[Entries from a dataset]
↓↓↓

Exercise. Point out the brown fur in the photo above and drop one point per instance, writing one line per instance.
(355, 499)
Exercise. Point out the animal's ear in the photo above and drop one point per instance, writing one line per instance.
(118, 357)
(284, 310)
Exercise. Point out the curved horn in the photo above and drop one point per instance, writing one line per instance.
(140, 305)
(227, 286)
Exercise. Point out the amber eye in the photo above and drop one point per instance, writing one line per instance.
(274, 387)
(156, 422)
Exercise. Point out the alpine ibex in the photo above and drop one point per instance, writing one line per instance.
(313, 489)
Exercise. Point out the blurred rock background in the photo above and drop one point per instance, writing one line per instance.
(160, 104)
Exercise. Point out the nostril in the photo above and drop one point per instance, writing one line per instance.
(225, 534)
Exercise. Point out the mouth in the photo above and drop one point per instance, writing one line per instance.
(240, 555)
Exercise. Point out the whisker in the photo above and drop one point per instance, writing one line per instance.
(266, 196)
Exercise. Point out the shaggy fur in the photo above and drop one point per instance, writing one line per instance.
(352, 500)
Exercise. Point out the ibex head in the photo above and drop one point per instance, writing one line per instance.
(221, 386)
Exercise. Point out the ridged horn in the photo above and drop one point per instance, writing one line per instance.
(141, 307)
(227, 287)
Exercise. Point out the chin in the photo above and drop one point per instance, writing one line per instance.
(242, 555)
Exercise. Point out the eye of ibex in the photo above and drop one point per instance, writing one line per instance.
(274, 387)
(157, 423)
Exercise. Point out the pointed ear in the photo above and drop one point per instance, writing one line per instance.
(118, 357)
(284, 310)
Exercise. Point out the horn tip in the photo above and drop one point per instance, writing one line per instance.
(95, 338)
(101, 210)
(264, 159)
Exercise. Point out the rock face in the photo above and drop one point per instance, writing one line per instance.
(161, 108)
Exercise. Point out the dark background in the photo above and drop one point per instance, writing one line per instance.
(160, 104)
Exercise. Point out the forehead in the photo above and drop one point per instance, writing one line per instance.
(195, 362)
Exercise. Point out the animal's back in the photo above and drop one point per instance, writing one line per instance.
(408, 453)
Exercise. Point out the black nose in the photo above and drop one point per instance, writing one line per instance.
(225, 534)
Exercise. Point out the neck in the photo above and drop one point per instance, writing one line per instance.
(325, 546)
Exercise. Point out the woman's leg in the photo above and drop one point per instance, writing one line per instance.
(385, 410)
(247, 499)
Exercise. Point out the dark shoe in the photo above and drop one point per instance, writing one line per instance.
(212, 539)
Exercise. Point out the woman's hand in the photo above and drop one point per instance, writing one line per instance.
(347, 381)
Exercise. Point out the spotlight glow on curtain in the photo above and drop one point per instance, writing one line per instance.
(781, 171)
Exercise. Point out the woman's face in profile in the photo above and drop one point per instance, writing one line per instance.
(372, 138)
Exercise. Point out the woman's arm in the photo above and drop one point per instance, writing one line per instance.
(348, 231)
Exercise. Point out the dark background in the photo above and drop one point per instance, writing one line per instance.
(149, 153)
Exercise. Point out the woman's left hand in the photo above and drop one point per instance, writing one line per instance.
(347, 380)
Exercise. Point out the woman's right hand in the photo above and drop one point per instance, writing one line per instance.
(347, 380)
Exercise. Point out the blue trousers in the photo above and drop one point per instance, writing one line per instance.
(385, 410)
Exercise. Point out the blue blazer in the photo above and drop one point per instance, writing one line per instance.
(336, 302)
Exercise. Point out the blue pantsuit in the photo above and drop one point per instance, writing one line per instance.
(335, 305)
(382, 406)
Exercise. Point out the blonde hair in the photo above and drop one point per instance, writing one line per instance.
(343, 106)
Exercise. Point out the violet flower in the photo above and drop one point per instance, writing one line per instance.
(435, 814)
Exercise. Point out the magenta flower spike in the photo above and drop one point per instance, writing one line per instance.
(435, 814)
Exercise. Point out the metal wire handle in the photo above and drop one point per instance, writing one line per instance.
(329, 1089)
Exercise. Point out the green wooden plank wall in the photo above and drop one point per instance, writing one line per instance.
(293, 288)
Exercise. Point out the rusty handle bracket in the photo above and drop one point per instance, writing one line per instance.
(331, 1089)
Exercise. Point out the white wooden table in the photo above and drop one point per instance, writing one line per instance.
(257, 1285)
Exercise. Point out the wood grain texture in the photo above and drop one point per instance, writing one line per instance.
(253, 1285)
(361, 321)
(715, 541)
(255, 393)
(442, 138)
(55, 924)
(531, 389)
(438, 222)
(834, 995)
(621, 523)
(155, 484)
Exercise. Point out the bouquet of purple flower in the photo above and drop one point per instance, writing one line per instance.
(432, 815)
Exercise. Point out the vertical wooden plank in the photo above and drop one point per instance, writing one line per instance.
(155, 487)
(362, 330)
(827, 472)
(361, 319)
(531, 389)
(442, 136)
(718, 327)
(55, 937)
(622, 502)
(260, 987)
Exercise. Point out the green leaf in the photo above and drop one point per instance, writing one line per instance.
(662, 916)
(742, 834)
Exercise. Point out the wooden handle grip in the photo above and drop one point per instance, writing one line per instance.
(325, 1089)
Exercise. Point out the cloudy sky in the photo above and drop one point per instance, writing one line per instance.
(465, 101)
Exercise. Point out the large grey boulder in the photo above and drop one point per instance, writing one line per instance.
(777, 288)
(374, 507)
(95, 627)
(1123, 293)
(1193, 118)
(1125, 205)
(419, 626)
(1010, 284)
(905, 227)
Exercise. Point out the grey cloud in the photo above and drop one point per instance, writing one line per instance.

↑↑↑

Copy every one of the entries above word for word, leaving nothing out and changing nothing.

Exercise. Point out the brown fur in the photo above and drop one point per instance, writing one line per instance.
(355, 499)
Exercise. Point out the animal's ear in the photo above and drop one point per instance, writing one line per instance.
(118, 357)
(284, 310)
Exercise. Point out the curved horn in the photo above and drop one point per instance, writing one line per instance.
(140, 305)
(227, 286)
Exercise. Point out the amber eye in the photo above and drop one point per instance, writing one line per instance.
(274, 387)
(156, 422)
Exercise. Point out the alpine ibex in the photo above and drop one point per instance, writing one line per instance.
(313, 489)
Exercise. Point out the blurred rock background in the photo above and drop one point per instance, writing one line per instance.
(160, 104)
Exercise. Point out the nostril in the photo above and drop one point per instance, writing one line per instance.
(225, 534)
Exercise. Point out the mouth in the photo above and drop one point per instance, writing one line per instance.
(240, 555)
Exercise. Point out the whisker in the photo above and drop one point per instance, writing one line per instance.
(266, 196)
Exercise. Point out the shaggy fur in the photo above and drop one point per instance, writing one line per instance.
(352, 500)
Exercise. Point out the ibex head in the photo above and drop one point per instance, writing one line per instance.
(221, 386)
Exercise. Point out the ridged horn in the photo above and drop one point per instance, writing one line per instance.
(141, 307)
(227, 287)
Exercise. Point out the chin in the photo above and drop one point per instance, writing one line per instance.
(242, 555)
Exercise. Point out the eye of ibex in the photo above and drop one point per instance, writing one line per instance.
(274, 387)
(157, 423)
Exercise. Point out the pointed ear in the photo above and drop one point per instance, writing one line per instance.
(118, 357)
(284, 310)
Exercise. Point out the horn tip in the photo above and drop one point per instance, writing one line per instance.
(95, 338)
(101, 210)
(264, 159)
Exercise. Point out the rock face in the photo above and drop one point per instance, writing one line per instance.
(161, 108)
Exercise. Point out the dark background in the photo above and drop one point per instance, writing one line per instance.
(160, 104)
Exercise. Point out the forehead in the photo above and drop one point per instance, writing one line per instance.
(195, 362)
Exercise. Point out the animal's back in the photo above and drop one point per instance, writing one line per instance.
(408, 453)
Exercise. Point out the black nose in the photo above and drop one point per instance, writing one line per instance.
(225, 534)
Exercise. Point out the neck in the photo above and drop one point per instance, writing one line per instance.
(325, 546)
Exercise. Point out the woman's leg in the photo above and drop one point per instance, writing one line per instance.
(385, 410)
(247, 499)
Exercise. Point out the dark shoe in the photo above and drop one point per instance, writing one line per instance.
(212, 539)
Exercise. Point out the woman's hand in the photo above and drop one point per instance, writing one line per instance.
(347, 381)
Exercise. Point out the spotlight glow on curtain in the photo above and drop one point per instance, writing one line per instance.
(781, 171)
Exercise. Point out the woman's face in profile in the photo above and drop one point per instance, writing one line per instance.
(372, 138)
Exercise. Point out the woman's arm in the photo above and drop one point per instance, writing one line per instance.
(348, 231)
Exercise. Point out the dark background in the photo above and drop one point per instance, writing one line per instance.
(149, 153)
Exercise. Point out the woman's left hand in the photo above and drop one point per instance, writing one line per instance.
(347, 380)
Exercise. Point out the woman's right hand in the photo above and drop one point per instance, writing one line per instance.
(347, 380)
Exercise. Point out the blue trousers in the photo above and drop one point per instance, writing one line per instance.
(385, 410)
Exercise. Point out the blue blazer in the photo above and drop one point per instance, writing one line per instance.
(336, 302)
Exercise. Point out the blue pantsuit in the photo above and drop one point per instance, writing one line per instance.
(335, 305)
(382, 406)
Exercise. Point out the blonde hair in the photo above and drop one point per instance, writing one line per instance.
(343, 106)
Exercise. Point out the violet flower in the photo above and drop one point per instance, writing one line per instance.
(435, 814)
Exercise. Point out the magenta flower spike in the photo above and drop one point per instance, writing one line per instance.
(435, 814)
Exercise. Point out the metal wire handle in the photo above and drop one point per instance, writing one line per instance.
(329, 1089)
Exercise. Point out the green wooden plank wall in the photo above and drop one point per instance, writing one line per instance.
(293, 288)
Exercise. Point out the rusty handle bracket in the photo above and drop one point per instance, writing one line per instance.
(331, 1089)
Exercise. Point out the white wooden table in the photo above and drop one point per instance, writing one line per instance.
(257, 1285)
Exercise. Point out the wood grain texture in the photo above and drop one point per instance, writing one line per instance.
(253, 1285)
(361, 321)
(715, 541)
(255, 393)
(442, 138)
(55, 924)
(531, 389)
(438, 222)
(834, 995)
(621, 523)
(155, 484)
Exercise. Point out the bouquet of purple flower in the photo above and drop one point per instance, writing one line per instance.
(432, 815)
Exercise. Point out the vertical wooden plank in the photo above and drop one point per instance, writing one line per instance.
(155, 487)
(362, 330)
(827, 472)
(361, 319)
(531, 389)
(442, 136)
(718, 327)
(55, 937)
(622, 502)
(260, 987)
Exercise. Point out the green leaf in the photo above and drop one point per instance, writing one line per instance.
(662, 916)
(742, 834)
Exercise. Point out the wooden handle grip in the photo above and drop one point per instance, writing one line per instance.
(325, 1089)
Exercise. Point out the cloudy sky in the photo above and drop one point per instance, writing one line per instance.
(465, 101)
Exercise. Point out the large grey boulder in the photo above and drop one point per instance, writing one line per instance.
(777, 288)
(374, 507)
(95, 627)
(1123, 293)
(1193, 118)
(1125, 205)
(419, 626)
(1010, 284)
(905, 227)
Exercise. Point out the grey cloud in the photo above and drop one point per instance, writing one line per instance.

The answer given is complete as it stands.